**Work instructions:**
Copy the material below word for word, from the first line to the last.

**Data excerpts:**
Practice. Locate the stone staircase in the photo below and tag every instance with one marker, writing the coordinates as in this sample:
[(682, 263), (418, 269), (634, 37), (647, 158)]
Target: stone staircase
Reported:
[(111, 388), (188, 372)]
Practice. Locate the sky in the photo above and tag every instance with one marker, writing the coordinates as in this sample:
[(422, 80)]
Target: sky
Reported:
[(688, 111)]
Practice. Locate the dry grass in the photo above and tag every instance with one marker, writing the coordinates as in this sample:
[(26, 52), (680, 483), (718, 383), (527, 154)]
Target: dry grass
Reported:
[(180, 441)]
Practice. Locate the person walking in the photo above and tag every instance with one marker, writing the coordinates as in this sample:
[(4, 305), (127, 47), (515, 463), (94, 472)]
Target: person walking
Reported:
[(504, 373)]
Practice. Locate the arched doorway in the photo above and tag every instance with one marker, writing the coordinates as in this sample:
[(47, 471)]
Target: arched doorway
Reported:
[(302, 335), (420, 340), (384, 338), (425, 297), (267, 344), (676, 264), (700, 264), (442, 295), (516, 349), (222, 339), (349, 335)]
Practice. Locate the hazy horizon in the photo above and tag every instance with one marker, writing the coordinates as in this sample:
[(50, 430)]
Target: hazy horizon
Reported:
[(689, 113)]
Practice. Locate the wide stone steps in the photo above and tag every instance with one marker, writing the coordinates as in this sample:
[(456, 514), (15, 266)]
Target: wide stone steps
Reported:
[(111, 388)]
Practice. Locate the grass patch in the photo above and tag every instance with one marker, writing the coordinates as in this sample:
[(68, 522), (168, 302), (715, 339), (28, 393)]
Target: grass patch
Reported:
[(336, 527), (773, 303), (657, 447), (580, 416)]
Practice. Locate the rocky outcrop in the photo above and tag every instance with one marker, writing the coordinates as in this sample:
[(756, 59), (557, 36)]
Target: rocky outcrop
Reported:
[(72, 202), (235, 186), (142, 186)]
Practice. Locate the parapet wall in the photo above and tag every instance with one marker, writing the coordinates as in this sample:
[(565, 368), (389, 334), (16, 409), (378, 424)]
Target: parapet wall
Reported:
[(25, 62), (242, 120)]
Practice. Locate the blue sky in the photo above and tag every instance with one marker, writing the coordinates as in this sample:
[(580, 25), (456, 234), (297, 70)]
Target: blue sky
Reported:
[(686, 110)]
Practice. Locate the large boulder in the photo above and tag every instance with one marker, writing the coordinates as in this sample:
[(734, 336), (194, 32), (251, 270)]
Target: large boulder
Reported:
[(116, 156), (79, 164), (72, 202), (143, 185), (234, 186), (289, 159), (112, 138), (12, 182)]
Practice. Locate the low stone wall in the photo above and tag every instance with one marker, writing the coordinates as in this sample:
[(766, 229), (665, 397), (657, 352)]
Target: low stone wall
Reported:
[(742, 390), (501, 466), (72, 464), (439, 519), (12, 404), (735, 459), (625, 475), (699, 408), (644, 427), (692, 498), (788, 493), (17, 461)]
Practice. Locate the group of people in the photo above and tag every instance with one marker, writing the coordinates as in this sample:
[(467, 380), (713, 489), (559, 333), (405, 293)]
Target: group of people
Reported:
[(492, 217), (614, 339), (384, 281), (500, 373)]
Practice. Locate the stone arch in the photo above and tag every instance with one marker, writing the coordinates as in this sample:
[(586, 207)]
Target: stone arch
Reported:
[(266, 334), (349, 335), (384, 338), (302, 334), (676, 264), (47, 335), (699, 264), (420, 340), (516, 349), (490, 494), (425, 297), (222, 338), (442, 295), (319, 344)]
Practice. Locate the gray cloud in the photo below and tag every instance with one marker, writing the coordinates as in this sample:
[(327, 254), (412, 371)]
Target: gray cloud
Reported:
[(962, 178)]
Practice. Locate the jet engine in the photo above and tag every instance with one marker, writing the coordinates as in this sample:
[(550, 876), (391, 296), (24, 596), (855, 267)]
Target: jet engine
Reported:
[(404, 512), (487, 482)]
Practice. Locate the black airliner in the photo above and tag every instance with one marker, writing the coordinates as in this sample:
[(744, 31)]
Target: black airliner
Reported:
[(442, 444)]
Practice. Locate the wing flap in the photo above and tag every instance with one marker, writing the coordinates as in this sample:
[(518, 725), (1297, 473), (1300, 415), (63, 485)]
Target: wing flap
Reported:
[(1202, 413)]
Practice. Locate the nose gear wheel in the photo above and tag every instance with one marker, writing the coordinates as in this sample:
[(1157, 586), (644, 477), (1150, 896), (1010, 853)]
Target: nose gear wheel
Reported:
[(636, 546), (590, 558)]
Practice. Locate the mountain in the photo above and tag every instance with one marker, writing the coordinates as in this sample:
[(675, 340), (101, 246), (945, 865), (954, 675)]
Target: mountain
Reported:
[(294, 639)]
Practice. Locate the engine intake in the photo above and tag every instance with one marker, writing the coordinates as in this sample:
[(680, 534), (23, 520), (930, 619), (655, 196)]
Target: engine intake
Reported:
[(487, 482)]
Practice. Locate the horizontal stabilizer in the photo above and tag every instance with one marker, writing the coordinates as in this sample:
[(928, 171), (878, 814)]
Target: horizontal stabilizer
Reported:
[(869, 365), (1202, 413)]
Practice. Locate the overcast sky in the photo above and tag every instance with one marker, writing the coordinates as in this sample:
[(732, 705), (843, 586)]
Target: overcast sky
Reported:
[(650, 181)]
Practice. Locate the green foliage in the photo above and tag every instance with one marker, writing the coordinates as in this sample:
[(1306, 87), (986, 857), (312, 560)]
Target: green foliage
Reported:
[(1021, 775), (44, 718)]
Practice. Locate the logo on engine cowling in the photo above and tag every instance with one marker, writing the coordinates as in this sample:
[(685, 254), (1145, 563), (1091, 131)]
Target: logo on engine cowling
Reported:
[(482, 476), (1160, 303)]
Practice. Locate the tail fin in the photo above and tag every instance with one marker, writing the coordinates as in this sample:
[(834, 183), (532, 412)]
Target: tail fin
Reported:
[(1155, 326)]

**Task solution:**
Practice. Locate the stone staircase in the photo below and tag every instance with one marker, writing the coordinates as in this sample:
[(682, 263), (418, 269), (634, 37), (647, 158)]
Target: stone staircase
Reported:
[(111, 388), (188, 372)]
Practice. Locate the sky in the photo above and tag every instance with one marker, writing the coordinates as in this sample:
[(422, 80)]
Target: sky
Reported:
[(688, 111)]
Practice. Locate the dry grass in the photo above and tag every instance with one marker, writing the coordinates as in this sample:
[(26, 52), (680, 483), (718, 383), (527, 154)]
Target: dry grass
Reported:
[(180, 441)]
Practice. Locate the person walking in the photo above and tag every instance with one marker, writing the coordinates as in this sample:
[(4, 305), (127, 47), (515, 463), (94, 472)]
Target: person walking
Reported:
[(504, 373)]
Practice. Locate the arched doorway in the photo above and tag every instance with one marker, writing the coordinates as in this sample:
[(47, 471)]
Target: arched doorway
Reported:
[(302, 335), (420, 340), (384, 338), (425, 297), (267, 344), (676, 264), (700, 264), (442, 295), (516, 349), (222, 339), (349, 335)]
Practice. Locate the hazy horizon in the photo above and tag every instance with one marker, writing the coordinates as in this sample:
[(50, 430)]
Target: hazy horizon
Reported:
[(689, 113)]
Practice. Locate the wide stone steps in the photo above and tag every instance with one marker, writing the coordinates as in this sample:
[(456, 514), (15, 266)]
Target: wide stone steps
Reported:
[(111, 388)]
Practice. Locate the grass patch in the photo above and tag every instance with one marker, writing the coordinates as in this sample:
[(68, 522), (168, 302), (715, 339), (28, 393)]
Target: grass patch
Reported:
[(336, 527), (773, 303), (657, 447), (580, 416)]
Practice. Locate the rocky outcrop in the photo above and tag every instance with one marker, writing the coordinates as in this sample:
[(756, 59), (557, 36)]
Target: rocky outcrop
Reported:
[(72, 202), (235, 186), (142, 186)]
Practice. Locate the parapet wall in the photo above and tag every instance with one marker, writing the coordinates as in this sample:
[(565, 368), (389, 334), (16, 409), (378, 424)]
Target: parapet wall
Reported:
[(25, 62), (242, 120)]
Practice. Locate the blue sky in the photo above and tag every instance with one marker, writing the coordinates as in this sample:
[(580, 25), (456, 234), (297, 70)]
Target: blue sky
Reported:
[(686, 110)]
Practice. Locate the large boulder in the photo above and tag every instance with one marker, writing the coordinates as in this sample:
[(734, 336), (194, 32), (251, 270)]
Target: large boulder
Reported:
[(116, 156), (79, 164), (72, 202), (143, 185), (234, 186), (289, 159), (112, 138), (12, 182)]
Practice. Locate the low stone wall in the photo above and tag every instance with one marker, writing the coordinates as in this sample:
[(766, 229), (665, 397), (657, 352)]
Target: low stone wall
Reported:
[(742, 390), (501, 466), (72, 464), (439, 519), (12, 404), (735, 459), (625, 475), (699, 408), (644, 427), (692, 498), (788, 493), (17, 461)]
Practice. Locate the group of people in the photo above and tag every instance with one marker, writing the coordinates as in this sample:
[(467, 380), (713, 489), (559, 333), (405, 293)]
Target: group of people
Reported:
[(492, 217), (614, 339), (384, 281), (500, 373)]
Practice. Locate the stone arch in the photo above and tag every instance with one marker, writing the coordinates as in this sample:
[(586, 207)]
Target: stone arch
Reported:
[(266, 334), (349, 335), (384, 338), (302, 334), (676, 264), (47, 335), (699, 264), (420, 340), (516, 349), (490, 494), (425, 297), (222, 338), (442, 295), (319, 344)]
Practice. Locate the gray cloud in the photo below and tag every instance with one marker, writing the coordinates as in this sample:
[(327, 254), (412, 371)]
Target: gray cloud
Reported:
[(962, 178)]
Practice. Locate the jet engine in the photo above and tag every instance with one marker, writing the coordinates as in this sample:
[(550, 876), (391, 296), (24, 596), (855, 267)]
Target: jet engine
Reported:
[(404, 512), (487, 482)]
Practice. Locate the black airliner in the photo above and tag every instance with one marker, writing the coordinates as in this sample:
[(744, 31)]
Target: black airliner
Reported:
[(442, 444)]
Practice. Locate the wing flap in the photo above and tag every instance with one marker, writing the coordinates as in this sample:
[(518, 725), (1297, 473), (1300, 415), (63, 485)]
Target: wing flap
Reported:
[(1202, 413)]
Practice. Locate the nose gear wheel in the photo above and tag every instance with one marker, writing the coordinates as in this sample:
[(1157, 586), (644, 477), (1150, 896), (1010, 853)]
Target: nose gear wheel
Reported:
[(636, 546), (590, 558)]
Practice. Locate the mountain in the photo above and tag every instance with one marker, writing the coordinates as in this sample:
[(675, 340), (101, 246), (945, 865), (954, 675)]
Target: mountain
Reported:
[(294, 639)]
Practice. Locate the engine intake in the photo above and tag every instance with one marker, writing the coordinates as in this sample:
[(680, 534), (23, 520), (930, 619), (655, 196)]
Target: engine intake
Reported:
[(487, 482)]
Practice. Locate the horizontal stabilizer in the photo above and tag every instance with one marker, writing the coordinates as in this sample:
[(928, 171), (878, 814)]
Target: horizontal stabilizer
Reported:
[(869, 365), (1202, 413)]
Practice. Locate the overcast sky in the photo above and tag every instance with one marker, writing the coordinates as in this sample:
[(732, 705), (843, 586)]
Target: overcast sky
Reported:
[(650, 181)]
Practice. Locate the green foliage in the photo above and tag every instance with one marker, writing the coordinates as in this sample:
[(1306, 87), (986, 857), (312, 560)]
Target: green foliage
Reported:
[(1021, 775), (44, 718)]
Practice. Locate the logo on engine cowling in the photo above and tag every instance with one marker, writing the coordinates as in this sample:
[(685, 254), (1145, 563), (1091, 131)]
Target: logo on engine cowling
Reported:
[(482, 476), (1160, 303)]
Practice. Locate the tail fin in the photo above and tag every instance with one marker, writing the coordinates as in this sample:
[(834, 183), (532, 412)]
Target: tail fin
Reported:
[(1155, 326)]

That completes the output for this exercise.